The task: Continue the forum post below about powering remote sensing devices from temperature differences, picking up after its final sentence.

Dave, you're mentioning the possibilities of niche application such as remote sensing but I'm having trouble thinking of a realistic scenario where this would be sensible. For this to work, there needs to be a temperature differential, but unless there is a powered device that generates enough heat to produce significant temp dif involved, the temperatures in nature tend to equalize. Of course, if you have a powered device that generates tens of degrees of temperature differential, you might want to consider tapping into that power source. I'm sure that at these power levels, no one would even notice.
If you can't use a battery for whatever environmental of regulatory reason, wouldn't a solar cell such as the one in the calculator still be a more suitable solution? Charge a tiny supercapacitor for those cold nights or cloudy days.

The data:
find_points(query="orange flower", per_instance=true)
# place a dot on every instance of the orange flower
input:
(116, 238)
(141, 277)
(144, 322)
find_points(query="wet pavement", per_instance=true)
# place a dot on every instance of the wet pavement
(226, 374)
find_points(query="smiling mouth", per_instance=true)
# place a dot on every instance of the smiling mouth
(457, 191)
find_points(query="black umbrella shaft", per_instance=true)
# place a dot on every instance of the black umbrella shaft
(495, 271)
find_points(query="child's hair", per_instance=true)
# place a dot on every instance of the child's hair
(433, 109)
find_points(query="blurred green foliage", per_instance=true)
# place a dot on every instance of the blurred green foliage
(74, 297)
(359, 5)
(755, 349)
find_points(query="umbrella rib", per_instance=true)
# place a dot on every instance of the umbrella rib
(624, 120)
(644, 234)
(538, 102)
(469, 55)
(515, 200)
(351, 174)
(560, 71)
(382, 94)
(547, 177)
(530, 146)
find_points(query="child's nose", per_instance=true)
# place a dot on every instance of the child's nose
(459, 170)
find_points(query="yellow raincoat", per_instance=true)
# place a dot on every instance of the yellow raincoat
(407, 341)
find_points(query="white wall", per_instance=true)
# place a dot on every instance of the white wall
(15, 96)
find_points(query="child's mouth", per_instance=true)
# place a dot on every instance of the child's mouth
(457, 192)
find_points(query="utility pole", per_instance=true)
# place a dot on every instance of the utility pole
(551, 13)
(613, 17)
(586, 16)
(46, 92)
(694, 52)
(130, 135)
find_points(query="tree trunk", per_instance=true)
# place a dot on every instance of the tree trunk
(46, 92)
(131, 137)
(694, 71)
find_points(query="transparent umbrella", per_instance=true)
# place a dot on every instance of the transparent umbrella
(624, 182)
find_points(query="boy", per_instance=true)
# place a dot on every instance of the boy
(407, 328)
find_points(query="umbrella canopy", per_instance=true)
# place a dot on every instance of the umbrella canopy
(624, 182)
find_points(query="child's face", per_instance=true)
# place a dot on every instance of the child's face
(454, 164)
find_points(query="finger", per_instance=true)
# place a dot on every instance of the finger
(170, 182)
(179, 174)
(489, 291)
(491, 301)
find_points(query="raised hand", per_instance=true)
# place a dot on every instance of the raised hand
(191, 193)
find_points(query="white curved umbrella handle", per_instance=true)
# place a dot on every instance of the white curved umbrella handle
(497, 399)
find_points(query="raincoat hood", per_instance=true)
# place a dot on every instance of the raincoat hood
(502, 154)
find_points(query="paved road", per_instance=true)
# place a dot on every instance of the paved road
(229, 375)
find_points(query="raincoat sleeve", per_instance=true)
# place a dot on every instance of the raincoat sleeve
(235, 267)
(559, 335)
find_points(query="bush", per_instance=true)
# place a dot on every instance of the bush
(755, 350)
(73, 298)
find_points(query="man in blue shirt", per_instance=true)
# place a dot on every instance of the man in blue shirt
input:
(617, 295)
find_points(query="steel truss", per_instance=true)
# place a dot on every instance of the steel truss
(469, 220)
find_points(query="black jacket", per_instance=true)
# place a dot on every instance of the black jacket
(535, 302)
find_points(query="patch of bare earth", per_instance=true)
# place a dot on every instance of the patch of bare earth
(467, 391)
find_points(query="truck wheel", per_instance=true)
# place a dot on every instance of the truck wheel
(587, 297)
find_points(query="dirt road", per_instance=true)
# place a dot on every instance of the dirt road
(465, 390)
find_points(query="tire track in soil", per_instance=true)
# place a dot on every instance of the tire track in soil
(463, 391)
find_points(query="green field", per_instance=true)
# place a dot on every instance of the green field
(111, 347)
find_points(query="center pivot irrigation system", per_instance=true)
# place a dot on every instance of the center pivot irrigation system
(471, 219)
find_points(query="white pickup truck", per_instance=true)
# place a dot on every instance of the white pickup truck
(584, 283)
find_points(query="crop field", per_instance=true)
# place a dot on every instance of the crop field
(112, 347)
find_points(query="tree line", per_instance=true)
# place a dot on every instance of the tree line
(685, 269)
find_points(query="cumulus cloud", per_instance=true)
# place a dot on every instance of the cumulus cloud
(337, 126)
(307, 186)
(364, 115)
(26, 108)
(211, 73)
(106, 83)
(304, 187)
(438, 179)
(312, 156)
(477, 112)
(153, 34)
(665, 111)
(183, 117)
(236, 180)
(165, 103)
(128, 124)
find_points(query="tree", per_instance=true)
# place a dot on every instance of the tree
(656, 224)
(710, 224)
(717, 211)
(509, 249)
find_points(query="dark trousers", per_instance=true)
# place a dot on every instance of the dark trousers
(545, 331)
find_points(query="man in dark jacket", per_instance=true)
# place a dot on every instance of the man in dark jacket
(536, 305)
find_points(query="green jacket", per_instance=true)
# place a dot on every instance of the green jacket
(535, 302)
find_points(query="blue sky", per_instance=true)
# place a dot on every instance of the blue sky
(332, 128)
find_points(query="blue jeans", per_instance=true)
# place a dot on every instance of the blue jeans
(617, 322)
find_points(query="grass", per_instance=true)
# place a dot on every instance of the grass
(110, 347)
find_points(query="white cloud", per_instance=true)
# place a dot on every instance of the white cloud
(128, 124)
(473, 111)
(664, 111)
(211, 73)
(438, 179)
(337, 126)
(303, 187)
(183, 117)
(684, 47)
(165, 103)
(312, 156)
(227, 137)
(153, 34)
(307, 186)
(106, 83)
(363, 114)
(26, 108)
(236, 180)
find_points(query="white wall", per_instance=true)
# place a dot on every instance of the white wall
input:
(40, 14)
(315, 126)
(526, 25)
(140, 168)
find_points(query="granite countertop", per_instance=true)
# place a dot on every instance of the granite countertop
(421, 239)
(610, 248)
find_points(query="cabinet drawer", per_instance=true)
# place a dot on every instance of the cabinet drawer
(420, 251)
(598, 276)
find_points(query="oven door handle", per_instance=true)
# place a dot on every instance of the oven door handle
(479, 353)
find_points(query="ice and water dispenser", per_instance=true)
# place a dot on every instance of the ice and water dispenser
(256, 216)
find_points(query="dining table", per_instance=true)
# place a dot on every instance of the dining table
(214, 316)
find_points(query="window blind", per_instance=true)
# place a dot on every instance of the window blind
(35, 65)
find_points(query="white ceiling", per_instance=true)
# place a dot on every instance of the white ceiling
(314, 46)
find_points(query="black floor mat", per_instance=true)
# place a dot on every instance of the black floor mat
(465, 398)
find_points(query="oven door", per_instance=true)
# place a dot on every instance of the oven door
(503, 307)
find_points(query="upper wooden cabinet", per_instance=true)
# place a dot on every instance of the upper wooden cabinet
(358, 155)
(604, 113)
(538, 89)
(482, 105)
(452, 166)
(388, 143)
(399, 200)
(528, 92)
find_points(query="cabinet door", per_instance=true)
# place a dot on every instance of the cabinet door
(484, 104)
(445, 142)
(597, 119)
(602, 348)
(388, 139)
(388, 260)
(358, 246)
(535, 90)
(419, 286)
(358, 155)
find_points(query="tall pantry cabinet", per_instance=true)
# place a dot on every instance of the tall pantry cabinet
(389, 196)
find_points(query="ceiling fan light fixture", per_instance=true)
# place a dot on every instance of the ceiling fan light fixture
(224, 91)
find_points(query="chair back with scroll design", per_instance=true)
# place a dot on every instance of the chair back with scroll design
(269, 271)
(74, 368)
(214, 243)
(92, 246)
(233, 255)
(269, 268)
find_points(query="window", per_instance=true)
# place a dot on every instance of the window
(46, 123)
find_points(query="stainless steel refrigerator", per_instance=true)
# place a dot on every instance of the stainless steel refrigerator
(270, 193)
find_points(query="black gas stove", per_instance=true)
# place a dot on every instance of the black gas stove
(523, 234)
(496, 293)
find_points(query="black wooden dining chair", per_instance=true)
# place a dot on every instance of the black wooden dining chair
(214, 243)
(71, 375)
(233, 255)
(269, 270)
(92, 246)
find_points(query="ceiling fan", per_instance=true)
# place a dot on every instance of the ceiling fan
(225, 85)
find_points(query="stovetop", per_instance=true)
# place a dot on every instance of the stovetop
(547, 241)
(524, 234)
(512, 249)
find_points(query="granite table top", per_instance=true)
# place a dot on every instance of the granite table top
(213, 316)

Task response:
Speaking of solar cells, energy harvesting and wearables, I have a Seiko solar powered wrist watch. The entire face is a solar panel and just by wearing it daily, exposing it to mostly indoor light, it provides enough energy to keep the watch running from early spring to late autumn (I need to remember to expose it to direct sunlight for a few hours in autumn to charge up the battery for winter). I'm fairly sure you've covered this in one of your previous videos, explaining that a simple and cheap battery is still more sensible approach and I agree, the watch is a bit gimicky, but it actually works. The watch itself has a microcontroller that regulates movement, so when the battery is depleted, it first starts moving the second hand two positions, that waiting for two seconds. If you still don't recharge the battery it parks the second hand a 3 o clock, but it still counts the time for a while so once you recharge the battery it moves the hands to show correct time. So it's a fairly complex electromechanical device. The solar panel is about 27 mm in diameter, so about 5,7 cm^2.